[Required task] Locate every line in the entries below that contains the word "gharial", matching case exactly, and copy each of those lines.

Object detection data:
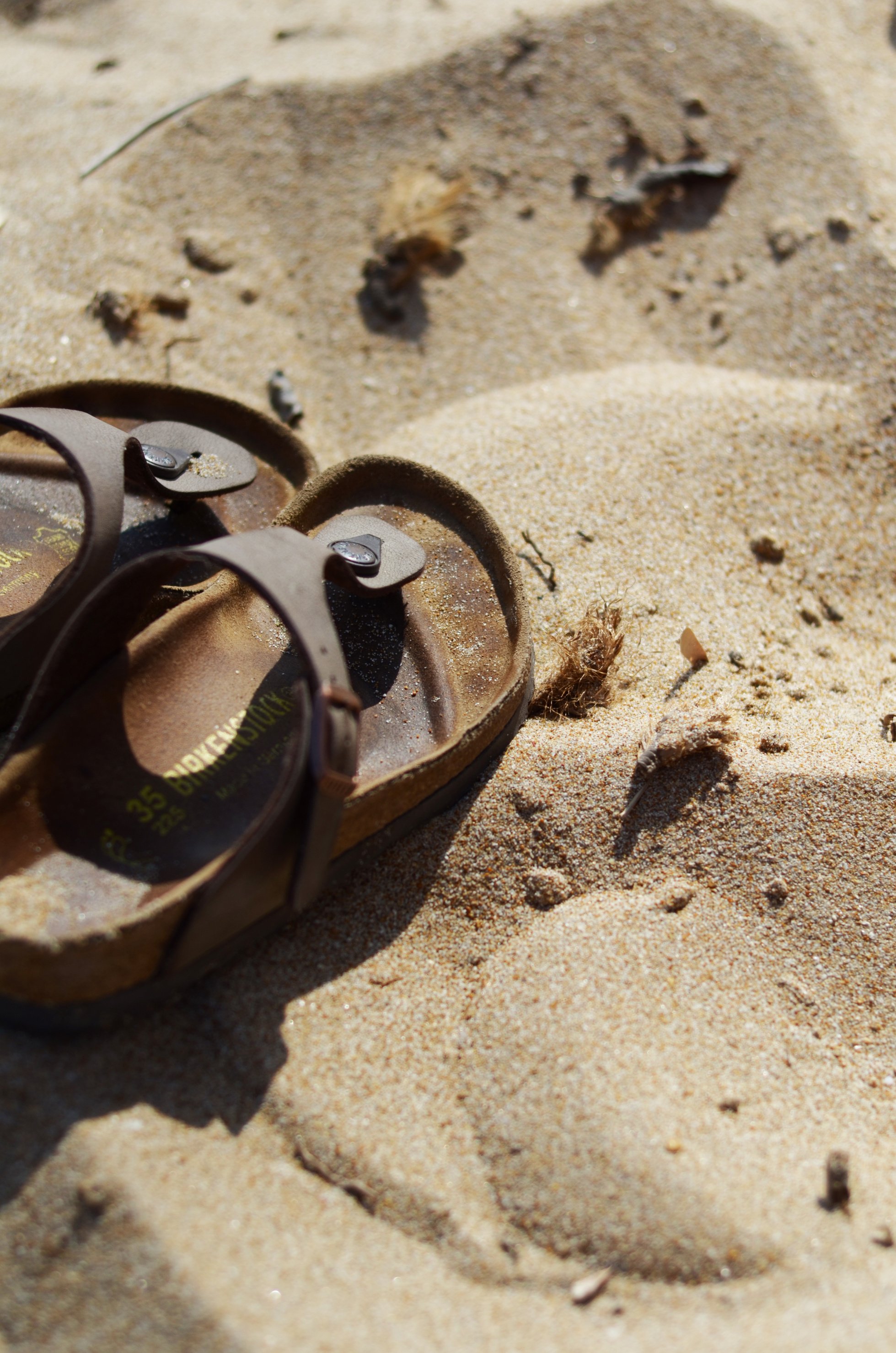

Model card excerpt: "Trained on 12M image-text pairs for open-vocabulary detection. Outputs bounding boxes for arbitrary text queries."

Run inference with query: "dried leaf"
[678,628,709,667]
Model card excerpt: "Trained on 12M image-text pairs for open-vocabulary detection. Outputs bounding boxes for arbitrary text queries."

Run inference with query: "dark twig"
[520,530,556,591]
[79,76,249,178]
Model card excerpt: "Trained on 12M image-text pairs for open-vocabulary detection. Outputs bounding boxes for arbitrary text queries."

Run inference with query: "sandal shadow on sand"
[0,456,532,1030]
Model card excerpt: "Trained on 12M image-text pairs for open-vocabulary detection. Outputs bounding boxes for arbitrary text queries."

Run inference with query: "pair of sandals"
[0,382,532,1030]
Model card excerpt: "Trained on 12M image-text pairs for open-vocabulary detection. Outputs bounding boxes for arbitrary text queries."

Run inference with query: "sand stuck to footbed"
[0,0,896,1353]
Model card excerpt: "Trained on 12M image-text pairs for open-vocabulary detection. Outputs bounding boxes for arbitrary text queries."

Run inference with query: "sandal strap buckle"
[311,682,363,798]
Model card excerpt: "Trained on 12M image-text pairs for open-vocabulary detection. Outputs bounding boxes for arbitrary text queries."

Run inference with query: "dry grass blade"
[622,709,738,819]
[361,169,470,325]
[529,602,624,718]
[638,710,738,775]
[376,169,470,265]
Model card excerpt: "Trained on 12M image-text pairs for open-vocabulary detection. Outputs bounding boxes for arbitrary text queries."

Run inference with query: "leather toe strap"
[0,409,127,700]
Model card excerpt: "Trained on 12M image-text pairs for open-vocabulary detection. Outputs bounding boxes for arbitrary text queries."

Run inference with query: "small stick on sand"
[79,76,249,178]
[520,530,556,591]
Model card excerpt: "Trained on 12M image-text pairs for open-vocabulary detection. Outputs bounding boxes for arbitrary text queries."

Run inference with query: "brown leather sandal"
[0,380,315,727]
[0,457,532,1030]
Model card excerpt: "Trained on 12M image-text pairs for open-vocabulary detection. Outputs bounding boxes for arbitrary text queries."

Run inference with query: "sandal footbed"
[0,457,532,1007]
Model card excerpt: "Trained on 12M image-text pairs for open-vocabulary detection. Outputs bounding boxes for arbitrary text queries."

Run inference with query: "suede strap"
[0,409,127,700]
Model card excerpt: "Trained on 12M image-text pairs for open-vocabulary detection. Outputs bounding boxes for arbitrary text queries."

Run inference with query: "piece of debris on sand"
[820,1151,850,1212]
[582,158,738,261]
[622,708,738,817]
[268,368,305,427]
[86,290,189,344]
[361,168,470,323]
[184,230,236,272]
[88,291,146,342]
[529,602,624,718]
[766,212,817,263]
[678,626,709,667]
[570,1269,613,1306]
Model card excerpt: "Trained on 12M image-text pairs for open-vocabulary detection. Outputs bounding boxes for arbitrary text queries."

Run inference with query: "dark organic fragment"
[518,530,556,591]
[150,291,189,319]
[821,1151,850,1212]
[583,158,738,260]
[359,169,470,325]
[88,291,145,342]
[268,368,305,427]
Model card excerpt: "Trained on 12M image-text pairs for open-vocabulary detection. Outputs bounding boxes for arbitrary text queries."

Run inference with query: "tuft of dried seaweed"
[622,708,738,817]
[88,291,146,342]
[86,290,192,344]
[529,602,624,718]
[583,158,738,260]
[638,709,738,775]
[361,168,470,323]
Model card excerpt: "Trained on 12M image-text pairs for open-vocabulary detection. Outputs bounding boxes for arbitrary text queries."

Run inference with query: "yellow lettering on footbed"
[32,526,79,559]
[162,686,295,798]
[0,568,41,597]
[0,550,31,568]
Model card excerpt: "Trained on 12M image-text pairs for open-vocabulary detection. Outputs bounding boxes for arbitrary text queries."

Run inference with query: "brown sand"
[0,0,896,1353]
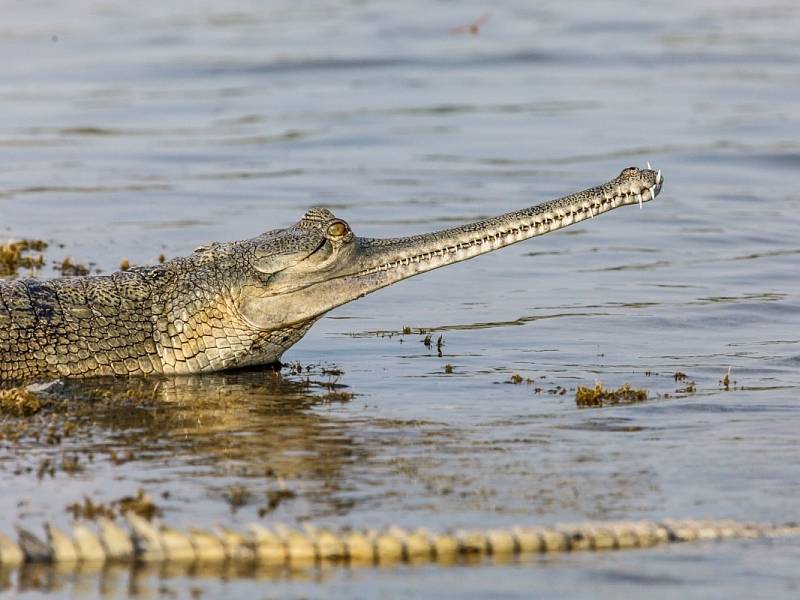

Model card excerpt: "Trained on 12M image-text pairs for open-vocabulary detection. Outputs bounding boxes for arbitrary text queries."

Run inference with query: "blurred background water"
[0,0,800,598]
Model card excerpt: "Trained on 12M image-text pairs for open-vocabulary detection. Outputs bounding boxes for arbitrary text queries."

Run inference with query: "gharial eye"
[328,221,350,237]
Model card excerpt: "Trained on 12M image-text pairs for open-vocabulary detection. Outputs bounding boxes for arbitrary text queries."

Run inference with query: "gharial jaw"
[234,167,664,340]
[0,168,663,383]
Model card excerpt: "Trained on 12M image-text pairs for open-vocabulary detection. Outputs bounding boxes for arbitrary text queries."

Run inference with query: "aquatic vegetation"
[0,388,42,417]
[575,382,647,408]
[0,240,47,277]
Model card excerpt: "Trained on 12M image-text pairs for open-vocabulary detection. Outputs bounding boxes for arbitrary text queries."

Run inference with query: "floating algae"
[0,240,47,277]
[575,382,647,408]
[0,388,42,417]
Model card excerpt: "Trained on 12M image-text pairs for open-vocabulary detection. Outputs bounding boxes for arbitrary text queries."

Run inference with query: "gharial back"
[0,272,161,380]
[0,257,313,382]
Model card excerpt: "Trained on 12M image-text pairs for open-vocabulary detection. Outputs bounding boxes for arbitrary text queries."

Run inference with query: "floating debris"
[0,240,47,277]
[320,390,353,402]
[0,388,42,417]
[720,367,736,392]
[575,382,647,408]
[54,256,89,277]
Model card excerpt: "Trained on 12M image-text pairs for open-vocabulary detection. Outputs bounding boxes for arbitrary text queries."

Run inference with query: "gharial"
[0,165,664,382]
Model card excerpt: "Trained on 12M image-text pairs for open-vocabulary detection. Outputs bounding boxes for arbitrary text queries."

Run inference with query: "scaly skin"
[0,167,663,382]
[0,514,800,572]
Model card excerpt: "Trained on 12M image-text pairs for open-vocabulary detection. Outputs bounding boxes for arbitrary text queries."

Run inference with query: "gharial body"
[0,167,663,382]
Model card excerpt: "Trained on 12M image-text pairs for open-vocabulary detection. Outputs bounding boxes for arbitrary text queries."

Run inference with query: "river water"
[0,0,800,598]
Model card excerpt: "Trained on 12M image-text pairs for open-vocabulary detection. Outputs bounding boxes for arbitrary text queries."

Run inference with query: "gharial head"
[216,167,663,342]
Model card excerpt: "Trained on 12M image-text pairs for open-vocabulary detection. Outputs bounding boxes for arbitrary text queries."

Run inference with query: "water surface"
[0,0,800,598]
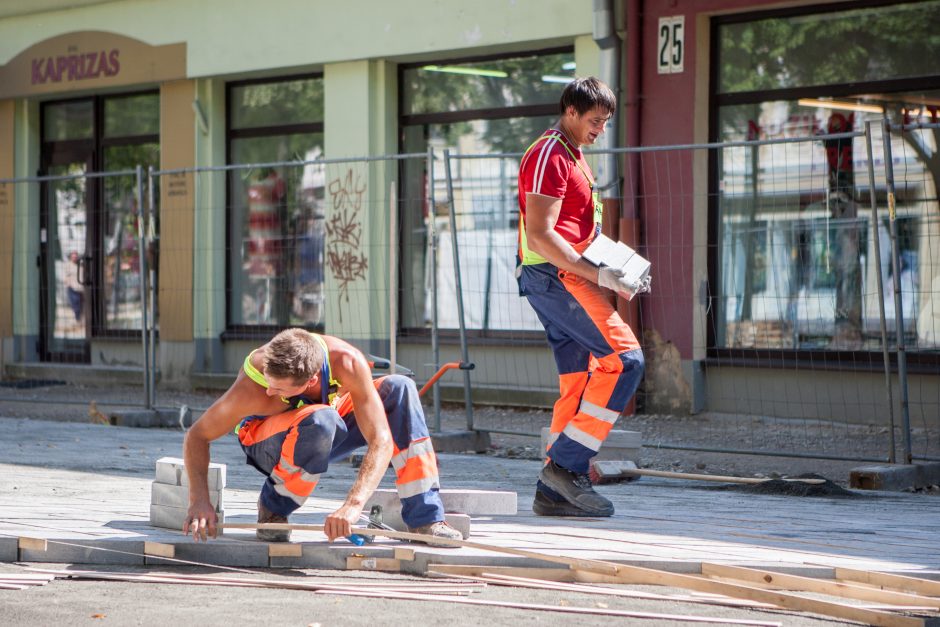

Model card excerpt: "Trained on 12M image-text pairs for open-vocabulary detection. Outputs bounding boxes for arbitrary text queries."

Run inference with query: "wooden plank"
[144,540,176,559]
[19,536,48,551]
[572,566,927,627]
[220,523,926,627]
[268,543,304,557]
[835,568,940,597]
[346,555,401,573]
[317,590,782,627]
[428,564,576,583]
[438,572,780,609]
[702,563,940,610]
[219,523,620,575]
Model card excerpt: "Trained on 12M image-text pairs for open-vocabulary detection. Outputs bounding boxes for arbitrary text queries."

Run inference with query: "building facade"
[0,0,940,421]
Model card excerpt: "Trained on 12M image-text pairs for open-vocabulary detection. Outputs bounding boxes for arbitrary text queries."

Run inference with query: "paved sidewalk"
[0,418,940,578]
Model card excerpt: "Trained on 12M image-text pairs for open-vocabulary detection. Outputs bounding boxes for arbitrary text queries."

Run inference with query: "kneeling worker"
[183,329,461,542]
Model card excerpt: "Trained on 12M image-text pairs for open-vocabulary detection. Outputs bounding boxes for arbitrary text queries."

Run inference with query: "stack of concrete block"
[150,457,225,533]
[362,488,518,540]
[541,427,643,466]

[The completed task]
Run inference with query: "gharial eye"
Run inference with query: "gharial jaw"
Run inference with query: "gharial back"
Run inference with query: "gharial"
Run inference with query: "gharial body"
Run inference with query: "gharial head"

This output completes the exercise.